• _Trecho apresentado_:
Ganhei as ruas sem saber direito que rumo tomar. A luz outonal de fim de tarde tingia tudo de uma cor de ouro velho. Nas paredes, cartazes anunciavam bailes a fantasia, palestras de pastores, crédito fácil, apresentações de bandas cover. Na esquina da farmácia, um menino paralítico, na cadeira de rodas, as pernas tão fininhas que se poderia quebrá-las feito graveto.

Caminhei vagamente melancólico, sem saber direito o motivo. É muito possível que tenha a ver com o conteúdo da carta que ainda agora eu enviara. Mas talvez não. Melancolia é a consciência de ter perdido algo que não pode ser substituído. Eu perdi muitas coisas, e muitas delas não podem ser substituídas.

Há coisas que perdi por acidente, coisas que foram arrancadas de mim e coisas que eu simplesmente abandonei e não fiz questão de reaver. Uma camiseta branca que esqueci em outro estado, uma preta que deixei em outro país. Um toca discos que deixei na assistência técnica e nunca fui buscar. Uma máquina de cortar cabelo que ficou em território hostil. Livros que emprestei para pessoas que, hoje, preferiria morrer a falar com elas. Todas essas coisas talvez estejam ainda à minha espera, e talvez sofram por terem sido esquecidas. Talvez tenham encontrado outros proprietários. Talvez tenham sido destruídas. Eu jamais saberei.

Passo diante de uma lotérica, decido jogar na loteria. Logo eu, tão azarado, tão cético. Minha reluzente onça é pulverizada em uma pobre e rota fauna de bichos coloridos. Talvez eu ganhe um milhão. Talvez. Não sei bem o que eu faria com meu milhão, mas deve ser melhor ter um milhão do que não tê-lo.

• _Extrato de dados_:
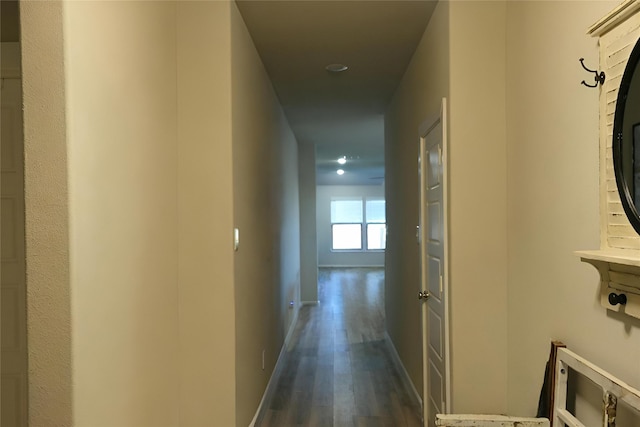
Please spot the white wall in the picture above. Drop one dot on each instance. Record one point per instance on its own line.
(326, 257)
(553, 209)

• _Enunciado 1_: Diga se cada afirmação concorda com o trecho apresentado, respondendo sim ou não e citando as palavras do trecho que decidem a questão: (a) A luz do fim de tarde era de primavera. (b) Um toca-discos foi deixado na assistência técnica e nunca foi buscado. (c) Quem narra se descreve como alguém de sorte.
• _Enunciado 2_:
Responda às perguntas com base no trecho apresentado.
(a) O que os cartazes nas paredes anunciavam?
(b) Como o trecho define melancolia?
(c) Onde ficou a camiseta preta?
• _Enunciado 3_: Prolongue o trecho sobre a caminhada melancólica pelas ruas, começando logo após a última frase dele.
A listagem não tem relação alguma com o trecho apresentado.

• _Sua resposta 1_:
(a) Não: "A luz outonal de fim de tarde tingia tudo de uma cor de ouro velho."
(b) Sim: "Um toca discos que deixei na assistência técnica e nunca fui buscar."
(c) Não: "Logo eu, tão azarado, tão cético."

• _Sua resposta 2_:
(a) Bailes a fantasia, palestras de pastores, crédito fácil e apresentações de bandas cover.
(b) Como a consciência de ter perdido algo que não pode ser substituído.
(c) Em outro país.

• _Sua resposta 3_:
Não sou rico, mas não tenho dívidas. Não tenho o peso que gostaria, mas não sou obeso. Não sou perfeitamente saudável, mas não diviso doenças incuráveis no horizonte observável. Minha vida, tal e qual essa tarde outonal, transcorre, certo que sem grandes emoções, mas sem sobressaltos. Então, por que me sinto tão vazio?

Nos últimos tempos, dois doutores elogiaram meus textos. Uma mulher linda foi para a cama comigo. A Copa do Mundo se aproxima, o tempo começou a esfriar. Tudo isso deveria dissipar a névoa dessa melancolia fininha, tal e qual xarope feito com pouquíssimo açucar que se derrama por sobre mim. Mas não adianta.

Talvez seja a perspectiva de coisas que eu perdi antes mesmo de obter.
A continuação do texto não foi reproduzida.